EXTRACTED MATERIAL section start
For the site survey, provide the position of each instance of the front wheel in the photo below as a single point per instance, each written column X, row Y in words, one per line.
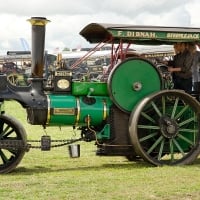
column 11, row 133
column 164, row 128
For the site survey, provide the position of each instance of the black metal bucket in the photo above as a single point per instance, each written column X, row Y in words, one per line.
column 74, row 150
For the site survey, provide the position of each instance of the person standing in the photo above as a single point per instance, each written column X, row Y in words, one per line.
column 182, row 68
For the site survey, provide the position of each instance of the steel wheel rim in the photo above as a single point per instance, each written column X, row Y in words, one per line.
column 10, row 157
column 162, row 133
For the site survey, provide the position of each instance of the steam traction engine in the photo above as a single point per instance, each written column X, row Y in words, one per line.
column 131, row 114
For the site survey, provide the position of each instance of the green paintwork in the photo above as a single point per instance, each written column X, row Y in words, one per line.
column 127, row 74
column 104, row 133
column 89, row 88
column 71, row 110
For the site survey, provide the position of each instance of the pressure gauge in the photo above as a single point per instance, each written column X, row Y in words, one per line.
column 63, row 84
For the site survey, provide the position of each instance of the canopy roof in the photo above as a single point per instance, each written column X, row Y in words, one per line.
column 145, row 35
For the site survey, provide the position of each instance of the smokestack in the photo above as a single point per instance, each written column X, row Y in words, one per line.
column 38, row 39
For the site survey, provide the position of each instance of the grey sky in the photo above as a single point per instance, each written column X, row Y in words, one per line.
column 69, row 17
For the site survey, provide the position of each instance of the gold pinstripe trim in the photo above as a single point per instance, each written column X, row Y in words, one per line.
column 78, row 110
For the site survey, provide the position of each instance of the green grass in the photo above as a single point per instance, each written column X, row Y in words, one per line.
column 53, row 175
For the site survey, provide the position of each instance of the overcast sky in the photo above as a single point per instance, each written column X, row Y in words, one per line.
column 69, row 17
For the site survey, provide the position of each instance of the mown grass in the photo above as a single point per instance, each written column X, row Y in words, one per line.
column 54, row 175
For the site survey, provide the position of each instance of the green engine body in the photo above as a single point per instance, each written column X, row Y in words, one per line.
column 77, row 110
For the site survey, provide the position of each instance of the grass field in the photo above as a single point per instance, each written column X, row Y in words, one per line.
column 53, row 175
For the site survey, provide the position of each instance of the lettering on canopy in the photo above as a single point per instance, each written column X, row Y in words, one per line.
column 155, row 35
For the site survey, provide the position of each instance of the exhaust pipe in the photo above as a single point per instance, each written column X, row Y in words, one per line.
column 38, row 40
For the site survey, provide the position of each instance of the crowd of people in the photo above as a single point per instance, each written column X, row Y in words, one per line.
column 185, row 67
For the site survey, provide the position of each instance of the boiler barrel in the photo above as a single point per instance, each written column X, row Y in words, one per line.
column 71, row 110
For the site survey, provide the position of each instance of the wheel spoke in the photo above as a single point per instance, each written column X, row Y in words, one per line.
column 3, row 133
column 3, row 157
column 181, row 111
column 155, row 144
column 156, row 109
column 171, row 147
column 163, row 105
column 185, row 139
column 148, row 127
column 188, row 130
column 178, row 146
column 161, row 149
column 148, row 117
column 187, row 121
column 148, row 137
column 175, row 107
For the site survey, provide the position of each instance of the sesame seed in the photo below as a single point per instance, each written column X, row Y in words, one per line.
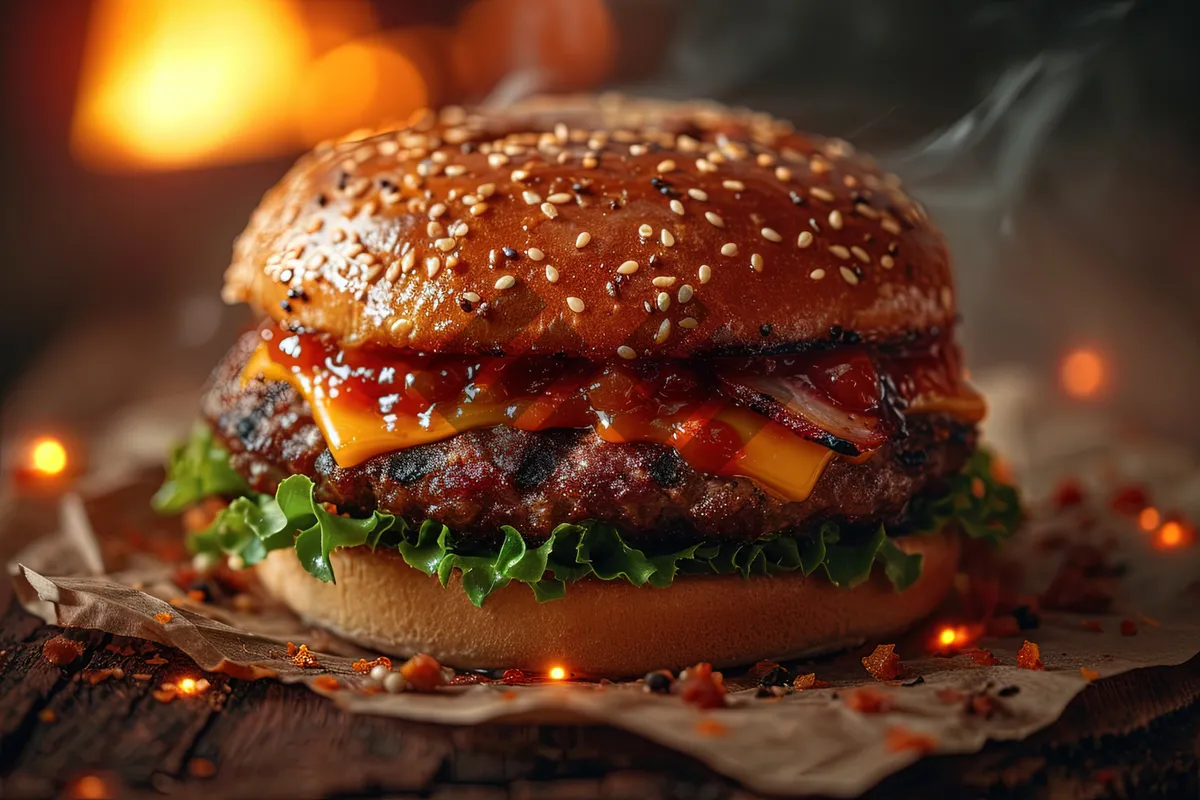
column 664, row 332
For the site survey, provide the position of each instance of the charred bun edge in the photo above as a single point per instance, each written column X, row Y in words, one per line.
column 607, row 629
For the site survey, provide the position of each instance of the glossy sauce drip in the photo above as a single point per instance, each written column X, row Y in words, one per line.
column 369, row 402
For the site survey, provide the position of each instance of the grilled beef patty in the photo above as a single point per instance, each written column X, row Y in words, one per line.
EXTRACTED MATERIAL section end
▶ WHAT TO DO:
If a picture appears in the records, omit it and print everything else exactly.

▶ EXPECTED ANSWER:
For the site survey, provide the position of each instance of the front wheel in the photo below as a single point per instance, each written column X, row Y in words, one per line.
column 11, row 133
column 164, row 128
For the site survey, provide the position of each instance of the black metal bucket in the photo above as a single point per instance, each written column X, row Y in words, one per line.
column 74, row 150
For the site survey, provide the position of each instance of the person standing in the photo above as a single point per instance, each written column X, row Y in words, one per line.
column 182, row 68
For the site survey, provide the position of each instance of the steel wheel rim in the photo above as a single point per instance, each written column X, row Y in words, one per line.
column 10, row 157
column 162, row 133
For the site survey, provide the position of each instance of the steam traction engine in the photo above as a single point per instance, each written column X, row Y in words, one per line.
column 131, row 114
For the site survey, provide the position of each instance of the green paintwork in the photo above as a single point per instance, each written column X, row Y in words, one per line.
column 127, row 74
column 104, row 133
column 89, row 88
column 71, row 110
For the site survey, provide the position of each instance of the pressure gauge in the photo above as a single point per instance, each written column X, row Y in words, one per line.
column 63, row 84
For the site survey, provide the position of each instance of the canopy roof in the photo above as a single point per instance, each written column X, row Y in words, one per line.
column 145, row 35
For the site survey, provide the position of each instance of the smokestack in the photo above as a single point per instance, each written column X, row Y in words, one per line.
column 38, row 39
For the site survey, provide the position of each instance of the grey sky in the photo above as a single point per instance, each written column X, row Y in words, one per line.
column 69, row 17
For the site survey, provide the position of each instance of the gold pinstripe trim in the photo above as a single point per instance, each written column X, row Y in words, one per line.
column 78, row 110
For the site survey, provide the position of each instance of the green grass in the photo above as a single point per instance, each written column X, row Y in words, one per line.
column 53, row 175
For the site survey, provide the position of each instance of the overcast sky in the photo above as a single point per instance, each written column X, row Y in words, one per line.
column 69, row 17
For the site survey, provide the position of each instance of the mown grass in the photo above as a single point per instance, each written column X, row Y in words, one per line.
column 54, row 175
For the site survey, provide the position of each instance of the green engine body in the photo above as a single point per instance, each written column X, row Y in words, one per line.
column 77, row 110
For the site survey, provide the position of each instance of the grass field in the photo above as a single point per instance, each written column X, row Y in words, one per line.
column 53, row 175
For the site survey, provide the position of each instance of the lettering on canopy in the photo above as a single point per instance, each written column X, row Y in words, one per line.
column 155, row 35
For the site survey, provide the position of each instance of the exhaust pipe in the photo above as a single point per instance, each written column X, row Y in words, one per line.
column 38, row 40
For the site survey, provide the position of each instance of the crowd of people in the photo above as a single point per instance, each written column X, row Y in words, one per line.
column 185, row 67
For the site survey, provide the position of each instance of the boiler barrel in the photo above as a single point per instance, each written column X, row Y in words, one per line.
column 71, row 110
For the site survey, provide the position of each instance of the wheel spoke in the photo above as a single point per instance, each written column X, row Y in words, one per line.
column 3, row 133
column 3, row 157
column 181, row 111
column 155, row 144
column 156, row 109
column 171, row 147
column 163, row 105
column 185, row 139
column 148, row 127
column 188, row 130
column 178, row 146
column 161, row 149
column 148, row 117
column 187, row 121
column 148, row 137
column 175, row 107
For the site survey, provide the position of each instance of the sesame seed in the photo below as a single point per instance, each written column X, row Y in words, one per line.
column 664, row 332
For the site survey, provide the position of each instance of the charred bun edge in the photo above as a single point per instance, each written column X, row Y in words, one per line.
column 607, row 629
For the site survey, provide the position of each instance of the glossy sauce drip in the photo above as a single point per instance, each written column X, row Y in words, one per line.
column 369, row 402
For the site survey, provide the position of each instance of the grilled beef patty in the photo above as a single point per instance, each written column X, row Y in words, one per line.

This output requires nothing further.